What is required:
Could you repeat the records below exactly, without the pictures?

Image point grounding data
# # # # #
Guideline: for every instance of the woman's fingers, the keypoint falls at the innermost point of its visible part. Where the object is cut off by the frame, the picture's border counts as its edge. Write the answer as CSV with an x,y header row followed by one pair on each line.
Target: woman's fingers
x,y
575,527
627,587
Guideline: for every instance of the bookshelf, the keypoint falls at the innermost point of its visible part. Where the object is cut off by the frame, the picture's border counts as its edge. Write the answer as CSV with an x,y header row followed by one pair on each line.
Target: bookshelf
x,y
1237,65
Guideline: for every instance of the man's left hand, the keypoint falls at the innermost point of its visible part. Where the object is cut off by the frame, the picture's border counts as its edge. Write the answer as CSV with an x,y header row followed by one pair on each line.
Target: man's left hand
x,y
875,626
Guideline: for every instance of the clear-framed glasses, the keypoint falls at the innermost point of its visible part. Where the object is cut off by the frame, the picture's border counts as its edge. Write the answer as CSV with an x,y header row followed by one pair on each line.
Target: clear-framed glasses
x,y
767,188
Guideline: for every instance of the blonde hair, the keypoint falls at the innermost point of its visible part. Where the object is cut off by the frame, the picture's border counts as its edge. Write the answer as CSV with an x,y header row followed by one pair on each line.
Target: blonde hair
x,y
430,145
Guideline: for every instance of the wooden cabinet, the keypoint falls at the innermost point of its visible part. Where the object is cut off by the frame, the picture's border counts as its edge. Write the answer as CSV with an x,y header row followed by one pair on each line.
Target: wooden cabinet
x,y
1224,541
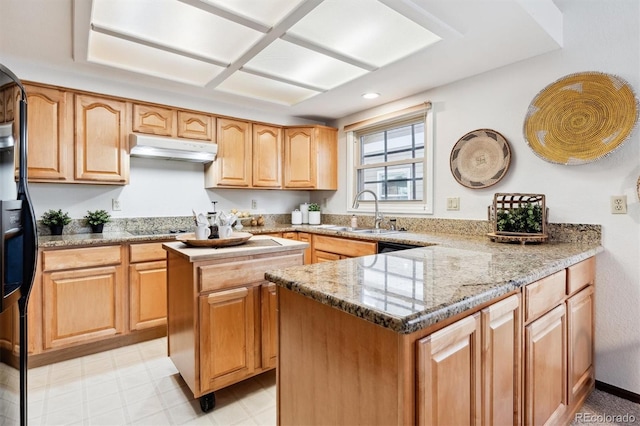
# # # # #
Response to this exercise:
Guideline: for every instance of the woman's fingers, the keypoint falls at the innermost point of its visible part. Where the object is cut off by the frame, the picture's border counts as its edge. Write the answer as CSV with an x,y header row followed by one pair on each line.
Target: woman's fingers
x,y
575,527
627,587
Guideline: for every instance of the bookshelf, the keypoint falls at the innermost point of its visible part. Where the object is cut off by the frame, the picture's border counts as its edge. Write the answer as CSV with an x,y header row followed by one pair on each line.
Target: bookshelf
x,y
1237,65
Guideline: for every instance of the man's left hand, the keypoint falls at the innermost point of its visible part. Where the object is cut off by the frame, the picture's border counts as its edge. Write the answer as CSV with an x,y header row followed by one pair on each line.
Target: man's left hand
x,y
875,626
Guideline: for every instance of the clear-framed glasses, the keypoint falls at the innermost point of its visible part. Where the object is cut off by the frame, the picture's border counts as its edge. Write the answer as CSV with an x,y header row followed by one pair on each line.
Target: clear-framed glasses
x,y
767,188
Guideline: for every instance of the blonde hair, the keypoint falls at the innermost point of its visible part. Where the object is cut off by the frame, the picture's border counts as its edge. Write the answer as CSV with an x,y header row followed by one pair on each line.
Target: blonde hair
x,y
430,145
Guideline: for every instance of the wooden cabinet, the keypoint falls at the innermost point of its visible part. Where the object is cut off by the frame, the picture's border counts as its edge. Write the answer as CSV with an x,y header row followed by one pair on each line.
Target: wooden cabinet
x,y
1224,541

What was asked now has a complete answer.